Point annotations for photos
————

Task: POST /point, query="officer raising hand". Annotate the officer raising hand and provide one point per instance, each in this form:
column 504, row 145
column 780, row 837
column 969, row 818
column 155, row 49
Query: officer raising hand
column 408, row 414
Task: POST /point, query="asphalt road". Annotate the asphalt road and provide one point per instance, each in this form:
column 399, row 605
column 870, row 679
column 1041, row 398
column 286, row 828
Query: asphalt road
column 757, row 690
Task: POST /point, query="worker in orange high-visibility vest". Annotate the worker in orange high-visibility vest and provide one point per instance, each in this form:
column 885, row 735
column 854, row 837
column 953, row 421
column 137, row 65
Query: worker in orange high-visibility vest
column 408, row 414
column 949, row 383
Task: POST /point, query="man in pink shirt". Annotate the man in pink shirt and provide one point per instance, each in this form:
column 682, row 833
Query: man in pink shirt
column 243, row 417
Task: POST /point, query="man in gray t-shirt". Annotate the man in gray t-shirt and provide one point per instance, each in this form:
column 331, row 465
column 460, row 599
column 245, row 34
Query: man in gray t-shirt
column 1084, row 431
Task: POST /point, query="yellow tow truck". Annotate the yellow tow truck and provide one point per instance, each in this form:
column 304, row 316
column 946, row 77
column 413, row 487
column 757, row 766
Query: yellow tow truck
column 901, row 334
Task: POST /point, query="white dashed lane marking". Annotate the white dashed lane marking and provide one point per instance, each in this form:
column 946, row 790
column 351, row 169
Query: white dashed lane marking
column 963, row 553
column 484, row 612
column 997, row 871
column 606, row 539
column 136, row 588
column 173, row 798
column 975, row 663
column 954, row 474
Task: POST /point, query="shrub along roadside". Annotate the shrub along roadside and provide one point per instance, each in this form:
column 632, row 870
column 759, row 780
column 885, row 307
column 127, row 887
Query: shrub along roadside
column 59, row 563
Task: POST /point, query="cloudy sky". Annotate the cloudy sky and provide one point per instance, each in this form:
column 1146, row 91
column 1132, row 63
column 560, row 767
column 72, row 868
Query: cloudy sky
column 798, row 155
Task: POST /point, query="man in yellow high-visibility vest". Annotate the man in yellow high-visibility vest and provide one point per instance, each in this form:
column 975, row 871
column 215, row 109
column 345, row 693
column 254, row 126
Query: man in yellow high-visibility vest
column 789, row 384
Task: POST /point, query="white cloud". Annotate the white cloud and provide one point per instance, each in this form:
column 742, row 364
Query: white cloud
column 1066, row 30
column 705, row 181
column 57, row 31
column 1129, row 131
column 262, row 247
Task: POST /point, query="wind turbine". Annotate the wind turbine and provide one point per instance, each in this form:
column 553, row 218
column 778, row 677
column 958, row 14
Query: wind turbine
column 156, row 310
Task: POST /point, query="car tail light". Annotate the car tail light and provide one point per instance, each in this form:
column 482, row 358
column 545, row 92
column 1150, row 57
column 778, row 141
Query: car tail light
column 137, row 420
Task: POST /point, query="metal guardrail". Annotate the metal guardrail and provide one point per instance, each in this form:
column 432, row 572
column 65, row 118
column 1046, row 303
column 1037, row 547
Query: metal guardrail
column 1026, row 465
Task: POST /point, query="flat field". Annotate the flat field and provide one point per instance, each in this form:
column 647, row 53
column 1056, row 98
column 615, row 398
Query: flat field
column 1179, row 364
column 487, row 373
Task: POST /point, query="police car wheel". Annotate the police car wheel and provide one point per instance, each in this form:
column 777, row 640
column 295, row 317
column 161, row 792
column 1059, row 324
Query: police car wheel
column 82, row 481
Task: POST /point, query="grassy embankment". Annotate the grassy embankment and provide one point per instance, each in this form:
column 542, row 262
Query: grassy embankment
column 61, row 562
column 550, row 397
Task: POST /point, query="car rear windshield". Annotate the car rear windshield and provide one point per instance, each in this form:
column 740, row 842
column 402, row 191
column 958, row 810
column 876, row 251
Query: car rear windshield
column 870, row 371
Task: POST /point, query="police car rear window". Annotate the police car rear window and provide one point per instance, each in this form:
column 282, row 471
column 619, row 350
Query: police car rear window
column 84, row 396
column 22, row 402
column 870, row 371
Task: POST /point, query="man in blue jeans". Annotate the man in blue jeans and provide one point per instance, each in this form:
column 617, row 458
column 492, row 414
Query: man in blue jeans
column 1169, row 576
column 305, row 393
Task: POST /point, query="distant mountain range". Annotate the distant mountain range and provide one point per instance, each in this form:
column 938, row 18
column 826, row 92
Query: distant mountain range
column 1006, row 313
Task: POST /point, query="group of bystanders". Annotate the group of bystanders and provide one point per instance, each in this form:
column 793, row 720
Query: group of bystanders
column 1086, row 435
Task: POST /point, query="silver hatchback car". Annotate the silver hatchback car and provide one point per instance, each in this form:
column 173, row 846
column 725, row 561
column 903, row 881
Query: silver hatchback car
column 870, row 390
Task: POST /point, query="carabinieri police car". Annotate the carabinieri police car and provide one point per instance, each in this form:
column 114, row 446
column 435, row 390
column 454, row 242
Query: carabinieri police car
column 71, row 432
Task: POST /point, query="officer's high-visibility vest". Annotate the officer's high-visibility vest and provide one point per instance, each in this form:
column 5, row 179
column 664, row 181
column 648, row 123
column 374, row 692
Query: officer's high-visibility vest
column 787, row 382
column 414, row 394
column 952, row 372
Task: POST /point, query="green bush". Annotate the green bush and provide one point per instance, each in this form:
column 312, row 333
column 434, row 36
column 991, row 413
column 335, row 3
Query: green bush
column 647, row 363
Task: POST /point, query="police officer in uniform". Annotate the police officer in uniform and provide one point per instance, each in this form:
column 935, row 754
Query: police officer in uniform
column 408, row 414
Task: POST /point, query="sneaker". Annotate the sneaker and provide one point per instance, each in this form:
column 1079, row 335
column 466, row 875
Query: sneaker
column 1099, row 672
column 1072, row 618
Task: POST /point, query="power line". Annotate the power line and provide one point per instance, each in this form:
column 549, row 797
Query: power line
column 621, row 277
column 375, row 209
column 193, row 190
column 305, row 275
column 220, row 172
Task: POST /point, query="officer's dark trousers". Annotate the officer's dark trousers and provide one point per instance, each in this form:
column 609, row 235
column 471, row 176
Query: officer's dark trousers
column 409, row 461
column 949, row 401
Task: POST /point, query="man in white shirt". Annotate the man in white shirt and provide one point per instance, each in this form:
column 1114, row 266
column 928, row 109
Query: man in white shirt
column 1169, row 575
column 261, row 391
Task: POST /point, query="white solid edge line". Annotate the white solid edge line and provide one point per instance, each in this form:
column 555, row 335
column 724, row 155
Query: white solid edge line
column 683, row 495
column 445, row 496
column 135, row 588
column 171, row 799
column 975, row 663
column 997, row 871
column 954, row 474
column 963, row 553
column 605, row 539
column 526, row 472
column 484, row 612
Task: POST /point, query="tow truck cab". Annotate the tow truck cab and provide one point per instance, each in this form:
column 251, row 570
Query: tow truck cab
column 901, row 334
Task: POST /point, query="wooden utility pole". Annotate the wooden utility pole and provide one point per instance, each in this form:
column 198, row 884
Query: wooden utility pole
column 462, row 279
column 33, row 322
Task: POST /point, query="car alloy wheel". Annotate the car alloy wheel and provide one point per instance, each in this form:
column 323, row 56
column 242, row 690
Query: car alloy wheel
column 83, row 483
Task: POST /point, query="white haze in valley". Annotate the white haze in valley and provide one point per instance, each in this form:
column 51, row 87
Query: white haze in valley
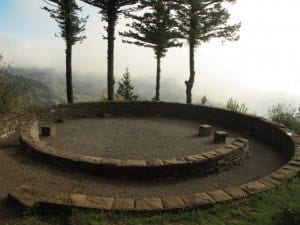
column 261, row 69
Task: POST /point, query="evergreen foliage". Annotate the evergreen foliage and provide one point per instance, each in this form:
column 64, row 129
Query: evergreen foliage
column 285, row 115
column 126, row 87
column 200, row 21
column 155, row 27
column 110, row 10
column 204, row 100
column 65, row 13
column 237, row 107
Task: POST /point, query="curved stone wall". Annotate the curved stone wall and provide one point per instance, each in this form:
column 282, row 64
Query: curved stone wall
column 196, row 165
column 282, row 139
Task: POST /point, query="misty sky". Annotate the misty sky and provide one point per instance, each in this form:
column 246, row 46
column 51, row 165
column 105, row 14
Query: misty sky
column 261, row 69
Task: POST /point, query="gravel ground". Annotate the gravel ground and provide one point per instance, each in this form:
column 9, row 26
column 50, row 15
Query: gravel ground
column 131, row 138
column 17, row 169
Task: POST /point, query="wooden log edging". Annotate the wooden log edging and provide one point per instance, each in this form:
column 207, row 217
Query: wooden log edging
column 29, row 197
column 282, row 139
column 193, row 165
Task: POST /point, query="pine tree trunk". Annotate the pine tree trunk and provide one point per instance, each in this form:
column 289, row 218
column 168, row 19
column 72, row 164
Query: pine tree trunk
column 158, row 58
column 189, row 84
column 69, row 73
column 110, row 59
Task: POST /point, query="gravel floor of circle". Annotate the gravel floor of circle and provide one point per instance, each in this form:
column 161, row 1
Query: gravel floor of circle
column 16, row 168
column 131, row 138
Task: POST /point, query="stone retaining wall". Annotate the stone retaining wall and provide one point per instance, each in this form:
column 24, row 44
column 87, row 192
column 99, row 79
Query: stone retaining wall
column 196, row 165
column 256, row 126
column 282, row 139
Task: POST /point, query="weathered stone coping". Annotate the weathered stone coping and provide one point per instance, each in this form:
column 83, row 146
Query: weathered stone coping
column 200, row 164
column 282, row 139
column 28, row 197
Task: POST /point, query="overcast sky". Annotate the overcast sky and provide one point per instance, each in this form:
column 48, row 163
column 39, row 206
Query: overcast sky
column 261, row 69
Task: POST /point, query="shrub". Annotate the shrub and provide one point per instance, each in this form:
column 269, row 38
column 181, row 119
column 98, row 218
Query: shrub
column 285, row 115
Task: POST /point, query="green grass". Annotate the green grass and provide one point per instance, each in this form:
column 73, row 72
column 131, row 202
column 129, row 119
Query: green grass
column 277, row 207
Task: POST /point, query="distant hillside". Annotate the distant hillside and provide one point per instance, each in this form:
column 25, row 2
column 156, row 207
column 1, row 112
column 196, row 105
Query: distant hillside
column 88, row 87
column 84, row 89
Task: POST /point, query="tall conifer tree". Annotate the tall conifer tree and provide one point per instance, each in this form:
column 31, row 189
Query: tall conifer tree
column 65, row 13
column 156, row 28
column 200, row 21
column 110, row 10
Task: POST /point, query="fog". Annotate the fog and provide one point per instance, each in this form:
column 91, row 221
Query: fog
column 261, row 69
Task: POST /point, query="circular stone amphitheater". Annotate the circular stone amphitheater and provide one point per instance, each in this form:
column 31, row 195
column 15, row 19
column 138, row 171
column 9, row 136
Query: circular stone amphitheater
column 141, row 156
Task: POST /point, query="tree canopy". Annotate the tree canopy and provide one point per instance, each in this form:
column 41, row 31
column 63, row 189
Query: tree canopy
column 200, row 21
column 65, row 13
column 154, row 28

————

_GIVEN PROBLEM_
Starting at the line that contains "the distant hillside", repeat each line exactly through the last one in the listing. Include both of those lines and nothing more.

_FINAL RESULT_
Task: POST /point, query="distant hillside". Annotate the distant hillside and provide one point per instance, each in this form:
column 25, row 2
column 156, row 207
column 1, row 112
column 196, row 105
Query: distant hillside
column 88, row 87
column 84, row 89
Task: POST /point, query="tall conifer tree". Annotate the tall conifer tree and provide one point per instance, each in this form:
column 31, row 189
Query: tall conifer tree
column 65, row 13
column 156, row 28
column 200, row 21
column 110, row 10
Task: POST /point, query="fog". Annotate the fog and provide one point per instance, each in this form:
column 91, row 221
Query: fog
column 261, row 69
Task: POST /point, query="circular stone amphitheater". Annotate the circular stone amphitheater and provide one point per instance, each in this form:
column 31, row 195
column 15, row 19
column 138, row 171
column 9, row 136
Query: circular stone amphitheater
column 141, row 156
Task: POST /point, query="tree canopy". Annotate the tree canopy and provide one point per instance, each in this form:
column 41, row 31
column 63, row 189
Query: tree canopy
column 200, row 21
column 65, row 13
column 154, row 28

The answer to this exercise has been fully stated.